REQUIRED WORK: An exact copy of all the data is the required output.

--- DATA TO USE Enclosed Below ---

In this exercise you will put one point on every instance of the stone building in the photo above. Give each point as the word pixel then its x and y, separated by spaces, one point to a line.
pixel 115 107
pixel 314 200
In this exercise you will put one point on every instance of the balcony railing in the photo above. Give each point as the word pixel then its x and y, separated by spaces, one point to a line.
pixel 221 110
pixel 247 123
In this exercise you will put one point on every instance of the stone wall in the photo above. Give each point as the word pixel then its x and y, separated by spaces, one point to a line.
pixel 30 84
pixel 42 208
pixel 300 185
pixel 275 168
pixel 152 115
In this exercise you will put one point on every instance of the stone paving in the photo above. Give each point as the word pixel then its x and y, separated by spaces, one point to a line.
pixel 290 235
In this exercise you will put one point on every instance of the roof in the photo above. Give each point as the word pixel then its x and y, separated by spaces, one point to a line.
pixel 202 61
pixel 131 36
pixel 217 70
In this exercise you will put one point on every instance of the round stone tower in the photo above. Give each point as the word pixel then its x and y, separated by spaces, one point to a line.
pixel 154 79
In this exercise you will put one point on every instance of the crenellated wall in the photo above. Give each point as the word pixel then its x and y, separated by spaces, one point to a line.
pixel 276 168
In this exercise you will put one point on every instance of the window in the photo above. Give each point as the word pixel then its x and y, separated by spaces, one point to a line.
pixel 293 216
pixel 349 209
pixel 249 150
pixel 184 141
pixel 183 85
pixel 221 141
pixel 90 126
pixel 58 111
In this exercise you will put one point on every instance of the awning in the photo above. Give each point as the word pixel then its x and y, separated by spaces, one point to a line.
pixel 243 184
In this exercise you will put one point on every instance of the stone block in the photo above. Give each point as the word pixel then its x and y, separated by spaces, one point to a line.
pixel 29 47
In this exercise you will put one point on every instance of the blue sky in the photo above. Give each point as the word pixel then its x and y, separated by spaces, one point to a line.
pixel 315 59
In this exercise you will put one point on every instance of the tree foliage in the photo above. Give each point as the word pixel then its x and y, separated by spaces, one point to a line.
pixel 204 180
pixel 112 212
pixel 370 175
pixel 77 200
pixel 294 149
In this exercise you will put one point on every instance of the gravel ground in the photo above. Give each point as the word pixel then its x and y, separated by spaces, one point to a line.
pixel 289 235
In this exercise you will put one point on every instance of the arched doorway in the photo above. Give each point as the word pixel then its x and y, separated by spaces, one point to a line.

--- End of Enclosed DATA TO USE ---

RESPONSE TO THE TASK:
In this exercise you will put one point on every instance of the stone building in the photo above. Give each point as the word pixel then its x and y, separated by spaces, one point to a line.
pixel 115 107
pixel 314 200
In this exercise you will put one point on every instance of the balcony railing in the photo above. Give each point as the word pixel then its x and y, separated by spaces, one point to a line.
pixel 221 110
pixel 247 123
In this exercise you will put one point on every instance of the stone wall in the photo above. Give each point as the word pixel then its x and y, separated by spaces, one point to a line.
pixel 30 84
pixel 42 208
pixel 300 185
pixel 275 168
pixel 152 115
In this exercise you will put one point on every instance of the stone paving in the photo above. Give each point as the word pixel then its x and y, separated by spaces, one point to a line.
pixel 290 235
In this exercise you will put one point on every instance of the roof in the photo above. Give each point as the word pixel then its x and y, separated by spaces, one point to a line.
pixel 202 61
pixel 131 36
pixel 217 70
In this exercise you will put one point on every instance of the round stone tower in the photo above. Give each point as the word pixel then its x and y, separated by spaces, one point to a line.
pixel 154 79
In this exercise you will put one point on every instance of the crenellated wall in the photo above. Give each point as the word pixel then its x and y, separated by spaces, one point to a line.
pixel 276 168
In this exercise you will put one point on every instance of the window in the photo above. Give each point as the word pixel then its x and y, separated by spaces, one point to a line.
pixel 293 216
pixel 349 209
pixel 249 150
pixel 184 141
pixel 183 85
pixel 221 141
pixel 90 126
pixel 58 111
In this exercise you will put one point on every instance of the awning in the photo above. Give each point as the word pixel then its x and y, separated by spaces, one point to a line.
pixel 243 184
In this exercise you will put one point on every instance of the stone block in the photo above. Give each point as the word pixel then its x and y, separated by spaces, one point to a line.
pixel 29 47
In this exercise you will put one point on every instance of the blue sky in the photo above. Give each point as the word pixel then its x and y, separated by spaces, one point to a line.
pixel 315 59
In this exercise you will put one point on every instance of the tree foliage in the photo above. Give each point as the word pixel then its x and y, separated by spaces, one point to a line.
pixel 204 180
pixel 112 212
pixel 370 175
pixel 77 200
pixel 294 149
In this exercise you will put one point on every instance of the gravel ground in the photo above. Give each point as the word pixel then its x and y, separated by spaces, one point to a line.
pixel 289 235
In this exercise you will put one point on every instance of the arched doorway in the photo above. Give each point as the word pixel then its x and y, separated by spaces, one point to a line.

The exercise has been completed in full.